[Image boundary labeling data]
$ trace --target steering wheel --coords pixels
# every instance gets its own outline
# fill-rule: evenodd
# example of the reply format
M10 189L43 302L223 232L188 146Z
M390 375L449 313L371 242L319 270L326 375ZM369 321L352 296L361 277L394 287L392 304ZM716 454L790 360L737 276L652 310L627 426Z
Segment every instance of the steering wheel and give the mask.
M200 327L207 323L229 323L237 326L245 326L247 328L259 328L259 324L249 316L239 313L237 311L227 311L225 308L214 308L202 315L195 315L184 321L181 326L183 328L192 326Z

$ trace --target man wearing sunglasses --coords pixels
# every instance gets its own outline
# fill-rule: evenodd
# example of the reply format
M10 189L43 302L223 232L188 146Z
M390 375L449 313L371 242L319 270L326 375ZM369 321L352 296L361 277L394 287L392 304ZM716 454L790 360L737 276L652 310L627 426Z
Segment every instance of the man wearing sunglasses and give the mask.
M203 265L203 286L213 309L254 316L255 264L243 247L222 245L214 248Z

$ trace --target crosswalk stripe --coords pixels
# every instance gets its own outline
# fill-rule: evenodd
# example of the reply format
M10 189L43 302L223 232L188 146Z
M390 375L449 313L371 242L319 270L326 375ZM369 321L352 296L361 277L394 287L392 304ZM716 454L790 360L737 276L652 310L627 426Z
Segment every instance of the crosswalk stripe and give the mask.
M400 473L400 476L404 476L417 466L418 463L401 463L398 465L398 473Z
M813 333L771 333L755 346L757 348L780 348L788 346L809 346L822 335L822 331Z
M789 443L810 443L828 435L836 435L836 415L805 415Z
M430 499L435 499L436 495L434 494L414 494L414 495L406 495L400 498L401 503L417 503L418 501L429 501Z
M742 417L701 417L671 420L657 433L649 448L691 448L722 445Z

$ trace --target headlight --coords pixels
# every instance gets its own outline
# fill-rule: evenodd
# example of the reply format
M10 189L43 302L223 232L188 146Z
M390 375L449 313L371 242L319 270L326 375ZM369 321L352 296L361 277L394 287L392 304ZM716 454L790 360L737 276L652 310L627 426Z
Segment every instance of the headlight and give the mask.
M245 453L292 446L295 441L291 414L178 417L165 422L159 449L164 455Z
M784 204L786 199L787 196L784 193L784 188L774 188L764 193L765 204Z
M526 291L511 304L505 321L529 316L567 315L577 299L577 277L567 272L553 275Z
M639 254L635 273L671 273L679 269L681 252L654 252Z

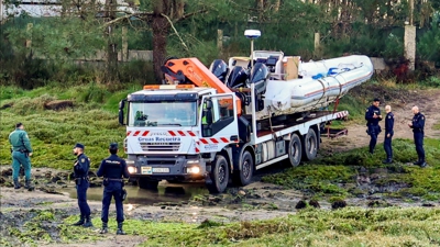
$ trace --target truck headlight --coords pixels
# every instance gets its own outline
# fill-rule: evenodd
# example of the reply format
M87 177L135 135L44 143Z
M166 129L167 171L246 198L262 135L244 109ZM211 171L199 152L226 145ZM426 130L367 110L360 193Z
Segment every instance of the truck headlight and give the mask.
M188 167L186 168L188 173L198 175L200 173L200 167Z
M136 173L138 168L136 167L128 167L129 173Z

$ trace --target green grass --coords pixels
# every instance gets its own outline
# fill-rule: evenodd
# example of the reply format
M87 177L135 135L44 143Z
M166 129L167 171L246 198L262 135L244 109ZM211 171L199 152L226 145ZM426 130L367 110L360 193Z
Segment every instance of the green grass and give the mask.
M122 145L125 137L124 126L118 123L118 103L129 92L140 90L142 86L119 86L118 89L96 83L73 88L44 87L24 91L13 87L2 87L0 106L0 165L11 162L9 133L14 124L22 122L34 148L32 166L72 169L75 157L73 146L80 142L86 145L86 155L92 167L108 156L108 145L118 142ZM113 92L112 90L117 90ZM44 103L52 100L73 100L74 109L64 111L44 110ZM122 151L122 150L121 150ZM123 153L121 153L123 155Z
M440 121L432 126L433 130L440 131Z
M302 210L268 221L223 224L154 223L127 220L130 235L145 236L141 246L437 246L439 209L348 207ZM69 221L70 222L70 221ZM114 229L114 223L110 223Z
M9 226L2 246L96 243L113 237L117 225L110 220L107 235L96 228L72 227L78 216L62 211L30 211L21 227ZM111 215L112 216L112 215ZM59 224L62 223L62 224ZM95 227L100 227L94 215ZM306 209L295 214L252 222L198 224L152 222L128 216L124 231L145 237L140 246L438 246L440 209L345 207L334 211ZM14 244L15 243L15 244Z
M263 177L263 181L301 190L311 197L367 194L367 191L356 187L358 175L363 168L369 175L380 173L380 178L372 181L374 186L403 183L409 187L389 195L399 198L415 195L426 200L440 198L440 139L425 139L425 151L429 164L426 169L408 165L417 159L413 141L395 139L393 147L395 155L393 165L382 164L385 157L384 150L377 150L371 156L367 147L363 147L321 156L302 166ZM381 173L377 169L386 172Z

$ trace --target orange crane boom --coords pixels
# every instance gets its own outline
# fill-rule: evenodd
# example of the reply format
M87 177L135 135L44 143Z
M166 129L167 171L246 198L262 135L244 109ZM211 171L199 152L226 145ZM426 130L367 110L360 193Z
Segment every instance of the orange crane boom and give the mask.
M195 57L169 59L162 67L163 72L179 80L179 83L191 82L197 87L217 89L218 93L233 92L219 80L201 61ZM188 81L189 80L189 81ZM237 97L237 113L242 114L241 100Z

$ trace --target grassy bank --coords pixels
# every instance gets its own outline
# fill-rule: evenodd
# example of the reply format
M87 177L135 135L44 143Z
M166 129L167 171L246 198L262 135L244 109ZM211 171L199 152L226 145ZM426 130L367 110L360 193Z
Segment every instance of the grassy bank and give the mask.
M32 211L21 227L9 226L2 246L15 240L26 246L81 244L103 239L96 229L68 226L77 216L62 211ZM98 216L95 226L100 226ZM62 224L59 224L62 223ZM116 223L110 221L113 235ZM141 246L438 246L440 210L424 207L359 209L337 211L306 209L268 221L223 224L157 223L129 218L124 229L143 236Z
M439 209L351 207L233 224L129 220L125 228L147 237L142 246L436 246L439 220Z
M429 164L425 169L411 165L417 160L413 141L395 139L393 145L393 165L382 164L385 157L384 150L378 149L371 156L367 147L363 147L321 156L304 166L266 176L263 181L298 189L310 197L366 197L372 188L381 190L381 188L396 187L399 190L385 191L385 194L394 198L440 199L440 139L425 141ZM363 178L369 179L370 186L360 189L359 182Z
M72 88L43 87L24 91L12 87L1 88L0 164L11 162L8 136L14 124L22 122L34 150L34 167L70 169L75 157L75 143L86 145L86 154L97 167L108 155L110 142L122 145L123 126L118 123L118 103L129 92L142 86L129 85L124 89L96 83ZM73 108L62 111L45 110L54 100L72 100Z

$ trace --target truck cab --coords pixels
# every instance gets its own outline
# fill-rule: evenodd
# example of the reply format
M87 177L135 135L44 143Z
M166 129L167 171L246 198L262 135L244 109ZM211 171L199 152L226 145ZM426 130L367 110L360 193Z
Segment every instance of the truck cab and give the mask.
M129 94L120 104L120 122L127 123L127 164L139 187L206 179L209 158L201 154L238 141L233 100L232 94L189 85L144 86ZM215 138L219 135L223 138Z

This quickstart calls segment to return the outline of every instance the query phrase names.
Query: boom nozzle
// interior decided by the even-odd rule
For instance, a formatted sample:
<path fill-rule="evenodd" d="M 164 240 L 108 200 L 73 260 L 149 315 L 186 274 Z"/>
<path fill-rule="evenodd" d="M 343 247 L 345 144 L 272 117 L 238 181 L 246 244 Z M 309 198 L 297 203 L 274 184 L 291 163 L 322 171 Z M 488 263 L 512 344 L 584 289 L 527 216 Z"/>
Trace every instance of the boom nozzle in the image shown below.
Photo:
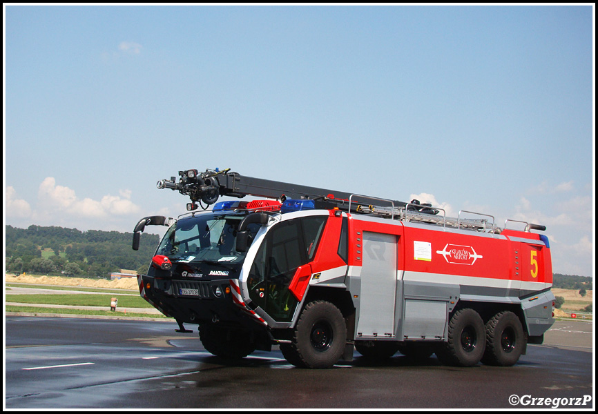
<path fill-rule="evenodd" d="M 181 194 L 189 196 L 192 204 L 201 201 L 209 206 L 215 203 L 220 195 L 220 184 L 218 176 L 229 170 L 230 168 L 222 171 L 206 170 L 204 172 L 195 169 L 179 171 L 180 178 L 178 182 L 176 177 L 171 177 L 171 179 L 160 180 L 156 183 L 156 187 L 159 189 L 178 190 Z"/>

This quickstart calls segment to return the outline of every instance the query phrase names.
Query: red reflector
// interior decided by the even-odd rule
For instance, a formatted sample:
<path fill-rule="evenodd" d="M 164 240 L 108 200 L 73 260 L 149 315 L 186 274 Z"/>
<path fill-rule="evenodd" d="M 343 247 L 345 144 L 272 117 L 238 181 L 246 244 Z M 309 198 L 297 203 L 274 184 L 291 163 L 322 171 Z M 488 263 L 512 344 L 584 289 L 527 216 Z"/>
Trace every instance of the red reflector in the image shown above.
<path fill-rule="evenodd" d="M 162 269 L 163 270 L 167 270 L 173 267 L 173 264 L 170 261 L 170 259 L 163 255 L 156 255 L 152 257 L 152 264 L 154 267 Z"/>
<path fill-rule="evenodd" d="M 262 211 L 279 211 L 280 201 L 276 200 L 253 200 L 247 204 L 247 210 L 261 210 Z"/>

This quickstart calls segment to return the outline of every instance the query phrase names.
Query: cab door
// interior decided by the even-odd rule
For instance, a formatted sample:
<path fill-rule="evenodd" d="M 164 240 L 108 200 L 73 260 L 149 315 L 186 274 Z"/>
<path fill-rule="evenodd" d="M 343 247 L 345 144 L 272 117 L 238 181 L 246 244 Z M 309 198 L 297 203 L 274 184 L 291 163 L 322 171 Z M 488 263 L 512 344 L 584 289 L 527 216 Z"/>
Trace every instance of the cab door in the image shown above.
<path fill-rule="evenodd" d="M 358 335 L 394 335 L 398 236 L 363 232 Z"/>
<path fill-rule="evenodd" d="M 327 216 L 275 224 L 266 235 L 247 277 L 249 297 L 277 322 L 291 322 L 298 300 L 289 290 L 297 268 L 314 257 Z"/>

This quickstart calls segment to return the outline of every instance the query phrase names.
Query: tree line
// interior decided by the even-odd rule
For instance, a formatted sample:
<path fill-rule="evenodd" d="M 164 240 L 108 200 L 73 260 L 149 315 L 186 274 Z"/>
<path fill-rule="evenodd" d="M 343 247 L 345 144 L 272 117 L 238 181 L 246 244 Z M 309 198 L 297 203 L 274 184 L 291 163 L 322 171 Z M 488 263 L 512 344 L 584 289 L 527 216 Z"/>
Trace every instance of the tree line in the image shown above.
<path fill-rule="evenodd" d="M 142 234 L 135 251 L 131 233 L 35 225 L 5 228 L 6 268 L 17 274 L 108 278 L 120 269 L 144 273 L 160 242 L 157 235 Z"/>
<path fill-rule="evenodd" d="M 592 279 L 589 276 L 552 274 L 552 287 L 557 289 L 592 290 Z"/>

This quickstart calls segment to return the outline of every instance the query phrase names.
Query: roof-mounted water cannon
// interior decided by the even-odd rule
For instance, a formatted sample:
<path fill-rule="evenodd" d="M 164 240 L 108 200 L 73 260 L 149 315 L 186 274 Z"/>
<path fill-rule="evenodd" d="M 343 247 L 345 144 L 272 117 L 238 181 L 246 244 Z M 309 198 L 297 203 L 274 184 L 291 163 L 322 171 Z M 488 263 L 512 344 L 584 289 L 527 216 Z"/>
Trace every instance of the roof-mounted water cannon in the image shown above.
<path fill-rule="evenodd" d="M 206 170 L 204 172 L 200 172 L 197 170 L 191 169 L 185 171 L 179 171 L 179 181 L 171 177 L 171 179 L 162 179 L 157 182 L 156 186 L 160 188 L 170 188 L 177 190 L 184 195 L 188 195 L 191 199 L 191 202 L 187 204 L 187 210 L 193 211 L 197 210 L 199 202 L 204 203 L 207 206 L 213 204 L 218 200 L 220 196 L 220 183 L 217 176 L 226 174 L 230 168 L 222 170 Z M 202 206 L 203 207 L 203 206 Z"/>

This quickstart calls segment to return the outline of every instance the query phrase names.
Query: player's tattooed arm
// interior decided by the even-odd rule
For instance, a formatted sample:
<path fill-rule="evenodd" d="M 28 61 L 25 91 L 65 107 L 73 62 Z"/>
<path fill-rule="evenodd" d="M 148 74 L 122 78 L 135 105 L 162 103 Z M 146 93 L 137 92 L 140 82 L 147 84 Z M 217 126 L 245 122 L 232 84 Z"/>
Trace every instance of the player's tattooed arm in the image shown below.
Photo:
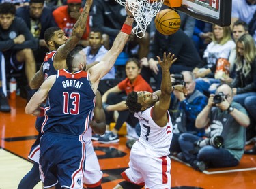
<path fill-rule="evenodd" d="M 55 62 L 63 63 L 62 61 L 66 59 L 66 56 L 68 52 L 74 49 L 74 48 L 77 45 L 79 40 L 82 37 L 86 28 L 86 23 L 87 21 L 87 17 L 89 12 L 92 4 L 92 0 L 87 0 L 85 7 L 83 7 L 83 12 L 81 12 L 79 18 L 77 20 L 76 24 L 74 24 L 72 34 L 68 38 L 67 42 L 63 45 L 60 46 L 54 58 Z M 57 65 L 54 65 L 56 69 Z M 63 67 L 63 66 L 62 66 Z"/>
<path fill-rule="evenodd" d="M 32 80 L 30 81 L 29 86 L 31 89 L 38 88 L 44 82 L 44 73 L 42 71 L 42 64 L 40 69 L 33 75 Z"/>

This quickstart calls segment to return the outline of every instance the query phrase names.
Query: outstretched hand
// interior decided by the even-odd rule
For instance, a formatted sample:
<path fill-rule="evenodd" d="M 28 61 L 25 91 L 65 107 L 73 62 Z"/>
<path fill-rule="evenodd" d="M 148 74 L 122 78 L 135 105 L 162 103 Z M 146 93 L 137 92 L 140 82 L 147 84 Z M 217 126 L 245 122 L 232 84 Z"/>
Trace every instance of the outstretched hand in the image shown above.
<path fill-rule="evenodd" d="M 156 58 L 158 59 L 159 65 L 162 70 L 168 70 L 169 71 L 173 63 L 177 60 L 177 58 L 173 58 L 174 56 L 174 54 L 171 55 L 171 52 L 169 52 L 167 56 L 166 53 L 164 52 L 162 61 L 159 56 L 156 56 Z"/>
<path fill-rule="evenodd" d="M 174 90 L 177 90 L 180 92 L 184 94 L 184 95 L 188 95 L 188 90 L 184 85 L 175 85 L 173 86 Z"/>

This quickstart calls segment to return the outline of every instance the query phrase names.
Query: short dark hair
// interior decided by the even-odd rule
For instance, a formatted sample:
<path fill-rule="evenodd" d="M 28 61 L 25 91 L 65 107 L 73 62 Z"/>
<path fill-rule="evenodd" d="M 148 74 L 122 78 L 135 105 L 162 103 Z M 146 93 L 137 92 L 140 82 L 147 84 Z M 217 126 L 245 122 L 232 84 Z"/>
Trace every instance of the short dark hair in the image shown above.
<path fill-rule="evenodd" d="M 244 21 L 242 21 L 240 20 L 236 20 L 233 23 L 233 28 L 234 26 L 240 26 L 240 25 L 242 26 L 245 31 L 249 31 L 249 26 L 248 25 L 248 24 L 245 22 Z"/>
<path fill-rule="evenodd" d="M 30 0 L 29 4 L 31 3 L 44 3 L 44 0 Z"/>
<path fill-rule="evenodd" d="M 138 103 L 138 94 L 132 91 L 127 95 L 126 105 L 131 112 L 141 111 L 142 105 Z"/>
<path fill-rule="evenodd" d="M 72 50 L 66 57 L 66 63 L 67 64 L 68 70 L 70 72 L 73 71 L 73 60 L 74 56 L 79 53 L 80 51 L 83 50 L 81 46 L 76 46 L 73 50 Z"/>
<path fill-rule="evenodd" d="M 56 31 L 61 30 L 61 29 L 58 27 L 53 27 L 47 29 L 44 33 L 44 41 L 48 46 L 48 41 L 51 40 L 51 38 L 54 36 L 54 33 Z"/>
<path fill-rule="evenodd" d="M 15 15 L 16 7 L 15 5 L 11 3 L 0 3 L 0 14 L 12 14 Z"/>
<path fill-rule="evenodd" d="M 135 64 L 137 65 L 137 67 L 139 67 L 139 69 L 141 68 L 141 63 L 139 61 L 138 59 L 135 58 L 129 58 L 126 61 L 126 65 L 125 67 L 126 67 L 126 65 L 130 63 L 130 62 L 134 62 L 135 63 Z"/>

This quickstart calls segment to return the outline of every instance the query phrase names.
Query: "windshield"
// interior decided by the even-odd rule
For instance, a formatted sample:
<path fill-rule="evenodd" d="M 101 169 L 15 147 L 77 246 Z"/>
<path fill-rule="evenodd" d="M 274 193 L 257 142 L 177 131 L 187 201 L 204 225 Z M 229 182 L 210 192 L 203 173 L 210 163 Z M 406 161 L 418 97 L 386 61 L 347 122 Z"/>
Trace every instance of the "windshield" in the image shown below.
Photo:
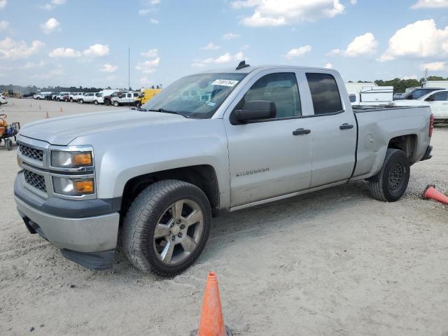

* [WHAT IS REQUIRED] Count the lines of the data above that contain the string "short", and give only that number.

* [ANSWER TO THE EXERCISE] 2